Foi o que aconteceu com o livro Tudo o que Conta, do escritor norte-americano James Salter.

Não serei esperta mas também não sou mentirosa. Se o fosse, faria coro, tecendo loas à prosa do escritor já falecido, que sempre teve poucos leitores, dizem, mas que, dizem também, parece ser “o suprassumo do suco da barbatana”.

Pois, como não sou mentirosa, direi apenas que o romance se me afigurou banal, muito autobiográfico, dizem, mas sem rasgos introspectivos, masculino até ao tutano, duma masculinidade hoje quase insuportável.

O herói do romance vai de mulher em mulher, confundindo sempre êxtase sexual com amor.

As descrições das suas amante são sobretudo físicas e das indumentárias por elas usadas, mas do que elas são, realmente, ficamos a saber pouco.

▶ **Dados registados**
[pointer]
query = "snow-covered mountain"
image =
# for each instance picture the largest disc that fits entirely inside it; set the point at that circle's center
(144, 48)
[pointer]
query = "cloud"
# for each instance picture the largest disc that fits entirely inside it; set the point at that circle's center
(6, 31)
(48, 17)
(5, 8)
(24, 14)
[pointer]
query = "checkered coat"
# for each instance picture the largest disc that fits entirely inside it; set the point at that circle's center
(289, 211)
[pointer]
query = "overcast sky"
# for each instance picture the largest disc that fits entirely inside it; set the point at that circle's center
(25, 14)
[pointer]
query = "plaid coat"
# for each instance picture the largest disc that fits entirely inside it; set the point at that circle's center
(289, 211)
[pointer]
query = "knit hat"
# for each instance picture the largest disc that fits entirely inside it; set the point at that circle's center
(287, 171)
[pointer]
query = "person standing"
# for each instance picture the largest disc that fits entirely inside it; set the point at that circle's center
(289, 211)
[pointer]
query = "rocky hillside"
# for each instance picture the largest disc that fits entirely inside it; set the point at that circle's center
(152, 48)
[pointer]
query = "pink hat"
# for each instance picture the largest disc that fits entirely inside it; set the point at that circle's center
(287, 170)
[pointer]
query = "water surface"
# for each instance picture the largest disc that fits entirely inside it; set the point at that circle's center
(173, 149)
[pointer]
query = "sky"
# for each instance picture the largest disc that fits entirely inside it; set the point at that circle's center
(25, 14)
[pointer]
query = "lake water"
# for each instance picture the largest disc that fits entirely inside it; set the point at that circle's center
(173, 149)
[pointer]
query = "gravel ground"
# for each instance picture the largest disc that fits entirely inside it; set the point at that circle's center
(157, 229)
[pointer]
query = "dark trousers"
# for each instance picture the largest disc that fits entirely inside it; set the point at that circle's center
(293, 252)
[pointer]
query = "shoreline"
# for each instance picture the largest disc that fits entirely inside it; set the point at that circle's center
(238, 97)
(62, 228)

▶ **Enunciado A**
Que linhas dos registos contêm a palavra "coat"? Extraia-as todas, tendo em conta a distinção entre maiúsculas e minúsculas.
▶ **Enunciado B**
Prossiga o texto sobre o romance de James Salter a partir do ponto em que termina.
O texto e os registos não têm qualquer relação entre si.

▶ **Resposta escrita A**
query = "checkered coat"
query = "plaid coat"

▶ **Resposta escrita B**
Na penúltima página, Salter escreve referindo-se ao seu personagem principal:

“Nessa tarde tinha andado a arrancar ervas daninhas no jardim e, ao baixar os olhos, tinha visto abaixo dos calções de ténis um par de pernas que lhe pareceram de um homem mais velho. Tinha de se lembrar de de não andar por casa assim em calções quando Ann lá estava, provavelmente nem mesmo vestir o quimono de algodão que mal lhe chegava aos joelhos, nem andar em camisola interior. Precisava de ter cuidado com essas coisas”.

É o reconhecimento da velhice a chegar, e é então que resolve levar Ann a realizar o sonho de visitar Veneza, dando assim ao leitor a ideia de que vai assentar.

De homens como Bowman eu costumo dizer que chegaram ao momento em que percebem que vão precisar é de uma enfermeira, e então, “assentam”.

Gostei de o conhecer, senhor Salter (gosto sempre de conhecer), mas o nosso relacionamento, se calhar, fica por aqui.